TO DO:
1. Answer these three questions from the text on the CMP corridor, each on its own line, marking your answers (a), (b) and (c) as well.
(a) What figure did the amended report give for "Expenditures to Support or Oppose"?
(b) How much does Hydro-Quebec stand to make on the project?
(c) How many Maine towns have voted to rescind their support or oppose the CMP corridor?
2. Write out the text on the CMP corridor word for word, everything from "Hydro-Quebec’s campaign spending" down to "earn $2 billion.".
3. Carry the text on the CMP corridor further, picking up after its last sentence.

Records at the Maine Ethics Commission show that on April 8, 2020, CMP filed an amended January 15th report to make widespread amendments. The originally filed report showed that the PAC had spent no funds in the category of “Expenditures to Support or Oppose.” The amended report increased that number to $2,044,616.58.
Hydro-Quebec’s campaign spending has received sharp criticism in Maine. Because Hydro-Quebec is wholly owned by the Province of Quebec, the company’s campaign spending in Maine amounts to foreign interference in a Maine election. Legislative action on a bill to close the loophole in Maine law that is now being exploited by Hydro-Quebec, and the Province of Quebec, was suspended when the Maine Legislature abruptly adjourned in mid-March due to the coronavirus pandemic.
Huge profits are at stake for these corporations, and investors in CMP’s parent company, Avangrid, recently expressed significant concerns that Maine people might defeat this project. Hydro-Quebec stands to make $12.4 billion on this project and CMP and its parent companies would earn $2 billion.
Twenty-five Maine towns have voted to rescind their support or oppose the CMP corridor. Polling last year showed that 65 percent of Mainers oppose the project, with opposition in Franklin and Somerset Counties exceeding 80 percent. Two of Maine’s largest labor unions oppose the project, and the Sportsman’s Alliance of Maine withdrew support.

INFORMATION SHOWN:
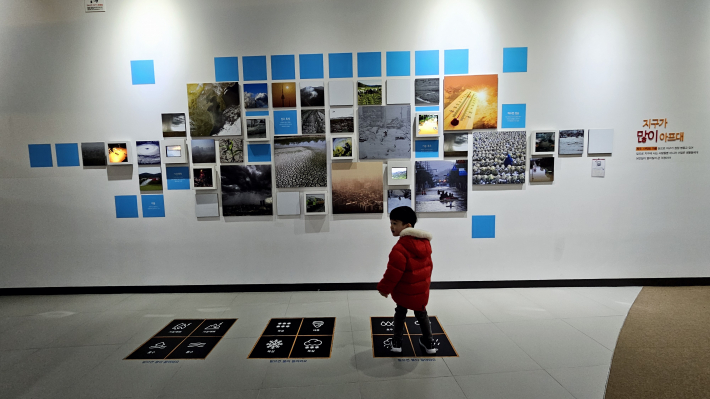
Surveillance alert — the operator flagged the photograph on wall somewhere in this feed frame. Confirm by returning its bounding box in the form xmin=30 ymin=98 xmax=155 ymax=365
xmin=357 ymin=80 xmax=382 ymax=105
xmin=274 ymin=135 xmax=328 ymax=188
xmin=444 ymin=133 xmax=468 ymax=158
xmin=162 ymin=114 xmax=187 ymax=137
xmin=387 ymin=189 xmax=412 ymax=214
xmin=247 ymin=118 xmax=267 ymax=140
xmin=417 ymin=114 xmax=439 ymax=137
xmin=192 ymin=168 xmax=216 ymax=188
xmin=271 ymin=82 xmax=296 ymax=108
xmin=219 ymin=165 xmax=274 ymax=216
xmin=136 ymin=141 xmax=160 ymax=166
xmin=357 ymin=105 xmax=412 ymax=159
xmin=332 ymin=162 xmax=384 ymax=214
xmin=301 ymin=80 xmax=325 ymax=107
xmin=414 ymin=78 xmax=439 ymax=106
xmin=530 ymin=157 xmax=555 ymax=183
xmin=187 ymin=82 xmax=242 ymax=137
xmin=332 ymin=136 xmax=353 ymax=159
xmin=138 ymin=166 xmax=163 ymax=191
xmin=304 ymin=192 xmax=326 ymax=215
xmin=81 ymin=142 xmax=106 ymax=166
xmin=244 ymin=83 xmax=269 ymax=109
xmin=414 ymin=160 xmax=468 ymax=212
xmin=444 ymin=75 xmax=498 ymax=130
xmin=472 ymin=130 xmax=528 ymax=185
xmin=301 ymin=109 xmax=325 ymax=134
xmin=533 ymin=132 xmax=555 ymax=154
xmin=558 ymin=129 xmax=584 ymax=155
xmin=219 ymin=139 xmax=244 ymax=163
xmin=191 ymin=139 xmax=217 ymax=163
xmin=106 ymin=143 xmax=128 ymax=163
xmin=330 ymin=108 xmax=355 ymax=133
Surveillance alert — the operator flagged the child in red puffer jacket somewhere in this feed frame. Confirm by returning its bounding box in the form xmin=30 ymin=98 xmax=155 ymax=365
xmin=377 ymin=206 xmax=436 ymax=355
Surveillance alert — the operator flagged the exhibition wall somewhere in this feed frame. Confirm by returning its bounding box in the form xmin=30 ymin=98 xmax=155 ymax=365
xmin=0 ymin=0 xmax=710 ymax=288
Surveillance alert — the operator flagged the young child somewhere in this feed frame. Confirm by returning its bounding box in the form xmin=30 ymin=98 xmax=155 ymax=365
xmin=377 ymin=206 xmax=437 ymax=355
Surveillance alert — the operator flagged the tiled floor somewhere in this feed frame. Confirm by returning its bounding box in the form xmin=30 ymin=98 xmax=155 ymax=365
xmin=0 ymin=287 xmax=640 ymax=399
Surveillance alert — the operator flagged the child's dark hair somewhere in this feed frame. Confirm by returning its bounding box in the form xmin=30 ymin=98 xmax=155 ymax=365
xmin=390 ymin=206 xmax=417 ymax=227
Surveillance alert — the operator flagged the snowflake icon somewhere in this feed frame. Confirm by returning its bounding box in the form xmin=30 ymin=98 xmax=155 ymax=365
xmin=266 ymin=339 xmax=284 ymax=350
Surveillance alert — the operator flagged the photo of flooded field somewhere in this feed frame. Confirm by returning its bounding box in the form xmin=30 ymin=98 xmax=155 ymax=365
xmin=444 ymin=133 xmax=468 ymax=158
xmin=219 ymin=165 xmax=274 ymax=216
xmin=244 ymin=83 xmax=269 ymax=109
xmin=136 ymin=141 xmax=160 ymax=166
xmin=301 ymin=109 xmax=325 ymax=134
xmin=358 ymin=105 xmax=412 ymax=159
xmin=274 ymin=135 xmax=328 ymax=188
xmin=471 ymin=130 xmax=528 ymax=185
xmin=330 ymin=108 xmax=355 ymax=133
xmin=414 ymin=78 xmax=439 ymax=106
xmin=138 ymin=166 xmax=163 ymax=192
xmin=558 ymin=129 xmax=584 ymax=155
xmin=301 ymin=80 xmax=325 ymax=107
xmin=219 ymin=139 xmax=244 ymax=163
xmin=81 ymin=142 xmax=106 ymax=166
xmin=357 ymin=80 xmax=382 ymax=105
xmin=162 ymin=114 xmax=187 ymax=137
xmin=187 ymin=82 xmax=242 ymax=137
xmin=332 ymin=162 xmax=384 ymax=214
xmin=414 ymin=160 xmax=468 ymax=212
xmin=444 ymin=75 xmax=498 ymax=130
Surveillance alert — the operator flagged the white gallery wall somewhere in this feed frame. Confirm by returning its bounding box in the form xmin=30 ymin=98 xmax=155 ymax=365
xmin=0 ymin=0 xmax=710 ymax=288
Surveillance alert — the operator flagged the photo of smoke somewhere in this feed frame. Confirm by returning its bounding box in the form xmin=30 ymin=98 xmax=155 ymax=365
xmin=274 ymin=135 xmax=328 ymax=188
xmin=301 ymin=80 xmax=325 ymax=107
xmin=357 ymin=105 xmax=412 ymax=159
xmin=414 ymin=160 xmax=468 ymax=212
xmin=471 ymin=130 xmax=528 ymax=185
xmin=414 ymin=78 xmax=439 ymax=106
xmin=332 ymin=162 xmax=384 ymax=214
xmin=244 ymin=83 xmax=269 ymax=109
xmin=558 ymin=129 xmax=584 ymax=155
xmin=220 ymin=165 xmax=273 ymax=216
xmin=162 ymin=114 xmax=187 ymax=137
xmin=187 ymin=82 xmax=242 ymax=137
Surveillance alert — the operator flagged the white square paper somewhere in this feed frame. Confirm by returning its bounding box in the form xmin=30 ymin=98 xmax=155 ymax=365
xmin=276 ymin=191 xmax=301 ymax=216
xmin=387 ymin=79 xmax=412 ymax=104
xmin=328 ymin=80 xmax=355 ymax=105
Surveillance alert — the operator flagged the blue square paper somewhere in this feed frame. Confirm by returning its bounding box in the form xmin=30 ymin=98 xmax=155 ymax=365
xmin=414 ymin=139 xmax=439 ymax=158
xmin=414 ymin=50 xmax=439 ymax=76
xmin=471 ymin=215 xmax=496 ymax=238
xmin=141 ymin=194 xmax=165 ymax=218
xmin=54 ymin=143 xmax=80 ymax=166
xmin=271 ymin=55 xmax=296 ymax=80
xmin=28 ymin=144 xmax=54 ymax=168
xmin=357 ymin=53 xmax=382 ymax=78
xmin=387 ymin=51 xmax=412 ymax=76
xmin=503 ymin=47 xmax=528 ymax=72
xmin=247 ymin=144 xmax=271 ymax=162
xmin=274 ymin=110 xmax=298 ymax=135
xmin=131 ymin=60 xmax=155 ymax=85
xmin=165 ymin=166 xmax=190 ymax=190
xmin=501 ymin=104 xmax=526 ymax=129
xmin=214 ymin=57 xmax=239 ymax=82
xmin=114 ymin=195 xmax=138 ymax=219
xmin=242 ymin=55 xmax=266 ymax=80
xmin=444 ymin=50 xmax=468 ymax=75
xmin=328 ymin=53 xmax=353 ymax=79
xmin=298 ymin=54 xmax=323 ymax=79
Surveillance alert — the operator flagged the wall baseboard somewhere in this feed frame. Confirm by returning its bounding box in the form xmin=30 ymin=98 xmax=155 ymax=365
xmin=0 ymin=277 xmax=710 ymax=296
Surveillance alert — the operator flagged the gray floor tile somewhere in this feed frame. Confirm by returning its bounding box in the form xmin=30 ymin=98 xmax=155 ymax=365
xmin=456 ymin=370 xmax=574 ymax=399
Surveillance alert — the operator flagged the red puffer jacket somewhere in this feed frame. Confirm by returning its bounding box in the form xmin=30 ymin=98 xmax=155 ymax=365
xmin=377 ymin=228 xmax=434 ymax=310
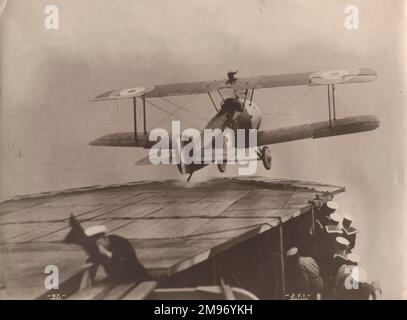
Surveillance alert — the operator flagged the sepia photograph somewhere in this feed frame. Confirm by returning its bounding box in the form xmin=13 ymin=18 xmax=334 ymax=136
xmin=0 ymin=0 xmax=407 ymax=304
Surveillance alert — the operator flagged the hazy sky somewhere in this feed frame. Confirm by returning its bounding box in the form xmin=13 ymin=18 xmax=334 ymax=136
xmin=0 ymin=0 xmax=407 ymax=298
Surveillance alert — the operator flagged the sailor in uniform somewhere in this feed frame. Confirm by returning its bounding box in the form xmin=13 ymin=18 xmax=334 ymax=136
xmin=342 ymin=214 xmax=358 ymax=249
xmin=319 ymin=213 xmax=343 ymax=274
xmin=85 ymin=225 xmax=152 ymax=283
xmin=334 ymin=253 xmax=360 ymax=297
xmin=286 ymin=247 xmax=324 ymax=296
xmin=317 ymin=200 xmax=339 ymax=227
xmin=333 ymin=253 xmax=374 ymax=300
xmin=328 ymin=237 xmax=350 ymax=288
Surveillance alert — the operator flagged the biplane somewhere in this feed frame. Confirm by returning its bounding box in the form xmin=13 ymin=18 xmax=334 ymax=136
xmin=90 ymin=68 xmax=380 ymax=180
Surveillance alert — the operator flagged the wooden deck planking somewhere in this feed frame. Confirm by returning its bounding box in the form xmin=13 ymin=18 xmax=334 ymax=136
xmin=0 ymin=178 xmax=344 ymax=297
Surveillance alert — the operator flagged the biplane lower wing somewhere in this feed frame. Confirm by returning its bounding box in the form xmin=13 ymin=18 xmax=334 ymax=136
xmin=90 ymin=115 xmax=380 ymax=148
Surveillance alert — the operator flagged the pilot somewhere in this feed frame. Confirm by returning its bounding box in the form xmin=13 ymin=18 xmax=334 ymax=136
xmin=85 ymin=225 xmax=152 ymax=283
xmin=342 ymin=214 xmax=358 ymax=249
xmin=285 ymin=247 xmax=324 ymax=295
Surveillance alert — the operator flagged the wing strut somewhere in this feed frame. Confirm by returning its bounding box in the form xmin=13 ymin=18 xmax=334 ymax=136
xmin=327 ymin=84 xmax=336 ymax=127
xmin=143 ymin=97 xmax=147 ymax=134
xmin=133 ymin=97 xmax=137 ymax=141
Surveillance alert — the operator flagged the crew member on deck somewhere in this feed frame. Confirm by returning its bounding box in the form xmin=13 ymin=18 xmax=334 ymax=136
xmin=286 ymin=247 xmax=324 ymax=295
xmin=318 ymin=213 xmax=343 ymax=276
xmin=85 ymin=226 xmax=152 ymax=283
xmin=317 ymin=200 xmax=339 ymax=227
xmin=334 ymin=253 xmax=360 ymax=297
xmin=342 ymin=214 xmax=358 ymax=249
xmin=330 ymin=237 xmax=350 ymax=279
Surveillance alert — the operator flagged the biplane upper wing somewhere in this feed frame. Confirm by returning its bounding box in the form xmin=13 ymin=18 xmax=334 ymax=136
xmin=257 ymin=115 xmax=380 ymax=146
xmin=92 ymin=68 xmax=377 ymax=101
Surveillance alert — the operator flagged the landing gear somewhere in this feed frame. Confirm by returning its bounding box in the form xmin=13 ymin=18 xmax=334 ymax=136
xmin=218 ymin=162 xmax=226 ymax=173
xmin=260 ymin=146 xmax=272 ymax=170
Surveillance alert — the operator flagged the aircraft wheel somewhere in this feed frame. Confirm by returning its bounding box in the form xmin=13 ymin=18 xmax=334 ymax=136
xmin=261 ymin=146 xmax=272 ymax=170
xmin=218 ymin=163 xmax=226 ymax=173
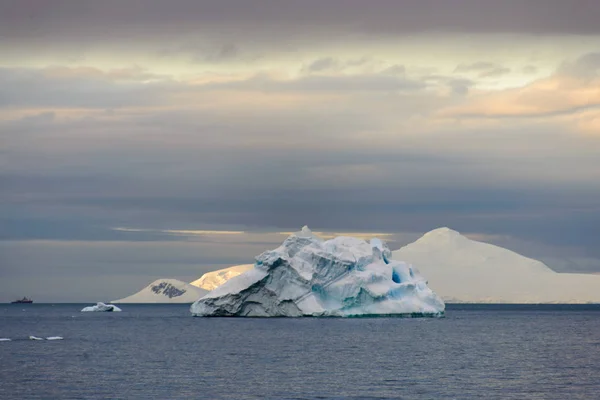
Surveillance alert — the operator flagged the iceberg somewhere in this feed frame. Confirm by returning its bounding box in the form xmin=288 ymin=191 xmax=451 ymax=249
xmin=81 ymin=303 xmax=121 ymax=312
xmin=190 ymin=226 xmax=445 ymax=317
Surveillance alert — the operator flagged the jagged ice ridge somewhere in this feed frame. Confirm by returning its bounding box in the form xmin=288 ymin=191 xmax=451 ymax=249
xmin=190 ymin=227 xmax=445 ymax=317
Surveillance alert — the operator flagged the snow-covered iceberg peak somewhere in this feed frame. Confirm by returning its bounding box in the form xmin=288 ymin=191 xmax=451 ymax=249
xmin=190 ymin=227 xmax=445 ymax=317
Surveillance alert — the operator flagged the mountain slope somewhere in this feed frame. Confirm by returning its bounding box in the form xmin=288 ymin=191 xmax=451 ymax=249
xmin=190 ymin=264 xmax=254 ymax=291
xmin=392 ymin=228 xmax=600 ymax=303
xmin=111 ymin=279 xmax=208 ymax=303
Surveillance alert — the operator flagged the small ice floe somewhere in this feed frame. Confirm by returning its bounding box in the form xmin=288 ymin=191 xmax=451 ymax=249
xmin=81 ymin=303 xmax=121 ymax=312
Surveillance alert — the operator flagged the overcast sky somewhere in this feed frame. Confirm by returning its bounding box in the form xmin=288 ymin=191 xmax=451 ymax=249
xmin=0 ymin=0 xmax=600 ymax=301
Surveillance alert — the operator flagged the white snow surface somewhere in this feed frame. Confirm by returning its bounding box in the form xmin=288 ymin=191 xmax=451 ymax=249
xmin=190 ymin=264 xmax=254 ymax=290
xmin=393 ymin=228 xmax=600 ymax=304
xmin=190 ymin=227 xmax=445 ymax=317
xmin=81 ymin=302 xmax=121 ymax=312
xmin=111 ymin=279 xmax=207 ymax=304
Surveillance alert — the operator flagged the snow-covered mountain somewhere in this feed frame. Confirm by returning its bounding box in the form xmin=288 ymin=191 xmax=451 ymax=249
xmin=190 ymin=264 xmax=254 ymax=290
xmin=190 ymin=227 xmax=444 ymax=317
xmin=111 ymin=279 xmax=208 ymax=303
xmin=393 ymin=228 xmax=600 ymax=303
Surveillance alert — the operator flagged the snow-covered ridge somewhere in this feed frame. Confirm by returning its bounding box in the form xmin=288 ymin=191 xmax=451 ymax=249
xmin=393 ymin=228 xmax=600 ymax=303
xmin=111 ymin=279 xmax=207 ymax=304
xmin=190 ymin=264 xmax=254 ymax=290
xmin=81 ymin=302 xmax=121 ymax=312
xmin=190 ymin=227 xmax=444 ymax=317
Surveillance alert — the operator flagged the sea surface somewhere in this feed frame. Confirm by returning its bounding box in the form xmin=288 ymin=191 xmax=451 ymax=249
xmin=0 ymin=304 xmax=600 ymax=400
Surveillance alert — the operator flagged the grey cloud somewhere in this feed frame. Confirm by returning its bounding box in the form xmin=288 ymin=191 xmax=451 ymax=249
xmin=204 ymin=74 xmax=425 ymax=93
xmin=454 ymin=61 xmax=510 ymax=78
xmin=305 ymin=57 xmax=338 ymax=72
xmin=0 ymin=67 xmax=425 ymax=111
xmin=0 ymin=68 xmax=179 ymax=108
xmin=0 ymin=0 xmax=600 ymax=48
xmin=558 ymin=52 xmax=600 ymax=79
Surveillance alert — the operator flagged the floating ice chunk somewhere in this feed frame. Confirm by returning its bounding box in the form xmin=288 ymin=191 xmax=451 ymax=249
xmin=81 ymin=303 xmax=121 ymax=312
xmin=190 ymin=227 xmax=445 ymax=317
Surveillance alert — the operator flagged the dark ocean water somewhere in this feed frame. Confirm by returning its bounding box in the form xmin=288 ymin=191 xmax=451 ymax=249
xmin=0 ymin=304 xmax=600 ymax=399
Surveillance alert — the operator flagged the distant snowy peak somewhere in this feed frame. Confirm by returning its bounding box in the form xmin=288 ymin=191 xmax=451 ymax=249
xmin=190 ymin=264 xmax=254 ymax=291
xmin=111 ymin=279 xmax=207 ymax=303
xmin=404 ymin=227 xmax=554 ymax=276
xmin=190 ymin=227 xmax=445 ymax=317
xmin=393 ymin=228 xmax=600 ymax=303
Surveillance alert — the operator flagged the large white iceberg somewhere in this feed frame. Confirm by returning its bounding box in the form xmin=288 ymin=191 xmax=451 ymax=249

ANSWERS TO THE PROBLEMS:
1.
(a) $2,044,616.58
(b) $12.4 billion
(c) Twenty-five

2.
Hydro-Quebec’s campaign spending has received sharp criticism in Maine. Because Hydro-Quebec is wholly owned by the Province of Quebec, the company’s campaign spending in Maine amounts to foreign interference in a Maine election. Legislative action on a bill to close the loophole in Maine law that is now being exploited by Hydro-Quebec, and the Province of Quebec, was suspended when the Maine Legislature abruptly adjourned in mid-March due to the coronavirus pandemic.
Huge profits are at stake for these corporations, and investors in CMP’s parent company, Avangrid, recently expressed significant concerns that Maine people might defeat this project. Hydro-Quebec stands to make $12.4 billion on this project and CMP and its parent companies would earn $2 billion.

3.
In 2019, CMP was rated as having the worst customer service of any utility in the nation. CMP also received the largest fine that the Maine Public Utilities Commission (PUC) has ever levied against a utility. The $10 million fine was for CMP’s flagrant mishandling of its billing system and customer service. PUC staff stated at the time that: “The commission has not in recent history – and probably never before – seen complaints against a utility reach the numbers they have here, nor seen the kind of public skepticism of customers’ utility bills that has been raised against CMP in the last two years.” A detailed investigation by the Portland Press Herald found that CMP’s parent company, Avangrid, was so focused on pushing through the CMP power line that it wasn’t paying attention to the serious flaws in CMP’s billing system, which it downplayed.
CMP also has been criticized by the PUC for sending 1,000 threatening disconnect notices to customers this winter and faces a class-action lawsuit for these threats to terminate power.
Last fall, Hydro-Quebec admitted to breaking state ethics laws, for which it received a $35,000 fine, and the company has been criticized for misusing a photo of Baxter State Park.
The NO CMP Corridor PAC, a group of citizens opposed to the transmission line, has spent $23,727 according to its ethics filings.